# SUPPLIED PASSAGE:
Note that this inference setup is rather inefficient, since we reprocess the entire source sentence and the entire generated target sentence every time we sample a new word. In a practical application, you would factor the encoder and the decoder as two separate models, and your decoder would only run a single step at each token-sampling iteration, reusing its previous internal state.

There are many ways this model could be improved: We could use a deep stack of recurrent layers for both the encoder and the decoder. We could use an LSTM instead of a GRU. And so on. Beyond such tweaks, the RNN approach to seq2seq learning has a few fundamental limitations:
* The source sequence representation has to be held entirely in the encoder state vector(s), which puts significant limitations on the size and complexity of the sentences you can translate. It's a bit as if a human were translating a sentence entirely from memory, without looking twice at the source sentence while producing the translation.
* RNNs have trouble dealing with very long sequences, since they tend to progressively forget about the past, by the time you have reached the 100th token in either sequence, little information remains about the start of the sequence. That means RNN-based models can't hold onto long-term context, which can be essential for translating long documents.


### Sequence-to-Sequence learning with Transformer

Sequence-to-sequence learning is the task where Transfoerm really shines. Neural attention enables Transfromer models to successfully process sequences that are considerably longer and more complex than those RNNs can handle.\
In a sequence-to-sequence Transformer, the Transformer encoder would naturally play the role of the encoder, which reads the source sequence and produces an encoded representation of it. Unlike our previous RNN encoder, though, the Transformer encoder keeps the encoded represetnation in a sequence format: it's a sequence of context-aware embedding vectors.\
The second half of the model is the Transformer decoder. Just like the RNN decoder, it reads tokens 0..N in the target sequence and tries to predict token N+1. Crucially, while doing this, it uses neural attention to identify which toekns in the encoded source sentence are most closely related to the target token it's currently trying to predict.\
Recall the query-key-value model: in a Transformer decoder, the target sequence serves as an attention "query" that is used to pay closer attention to different parts of the source sequence.

#### The Transformer Decoder
![image.png](attachment:image.png)\
Look at the decoder internals: you will recognize that it looks very similar to the Transformer encoder, except that an extra attention block is inserted between the self-attention block applied to the target seuqence and the dense layers of the exit block.\
Let's implement it. Like the TransformerEncoder, we will use a Layer subclass.

In [98]:
#Transformer Decoder

class TransformerDecoder(layers.Layer):
    def __init__(self, embed_dim, dense_dim, num_heads, **kwargs):
        super().__init__(**kwargs)
        self.embed_dim = embed_dim
        self.dense_dim = dense_dim
        self.num_heads = num_heads
        self.attention_1 = layers.MultiHeadAttention(
            num_heads=num_heads, key_dim=embed_dim)

# REQUIRED TASK:
Reproduce the passage on sequence-to-sequence learning word for word, from "#### The Transformer" to "a Layer subclass.". None of the material is needed here.

# PROVIDED DATA:
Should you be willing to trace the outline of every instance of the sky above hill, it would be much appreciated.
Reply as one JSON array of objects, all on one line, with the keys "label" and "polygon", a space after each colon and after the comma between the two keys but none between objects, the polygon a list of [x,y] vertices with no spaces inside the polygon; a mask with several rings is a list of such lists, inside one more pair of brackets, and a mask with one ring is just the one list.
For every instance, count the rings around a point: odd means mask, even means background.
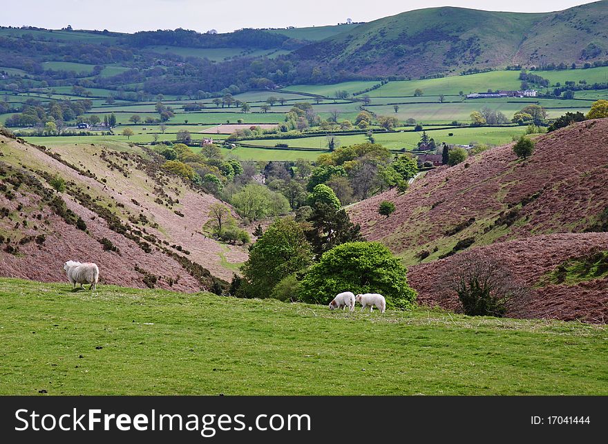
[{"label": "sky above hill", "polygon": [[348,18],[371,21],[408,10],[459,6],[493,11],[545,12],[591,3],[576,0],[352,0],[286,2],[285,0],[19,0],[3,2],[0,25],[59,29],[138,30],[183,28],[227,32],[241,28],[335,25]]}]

# WRITTEN SOLUTION:
#### The Transformer Decoder
![image.png](attachment:image.png)\
Look at the decoder internals: you will recognize that it looks very similar to the Transformer encoder, except that an extra attention block is inserted between the self-attention block applied to the target seuqence and the dense layers of the exit block.\
Let's implement it. Like the TransformerEncoder, we will use a Layer subclass.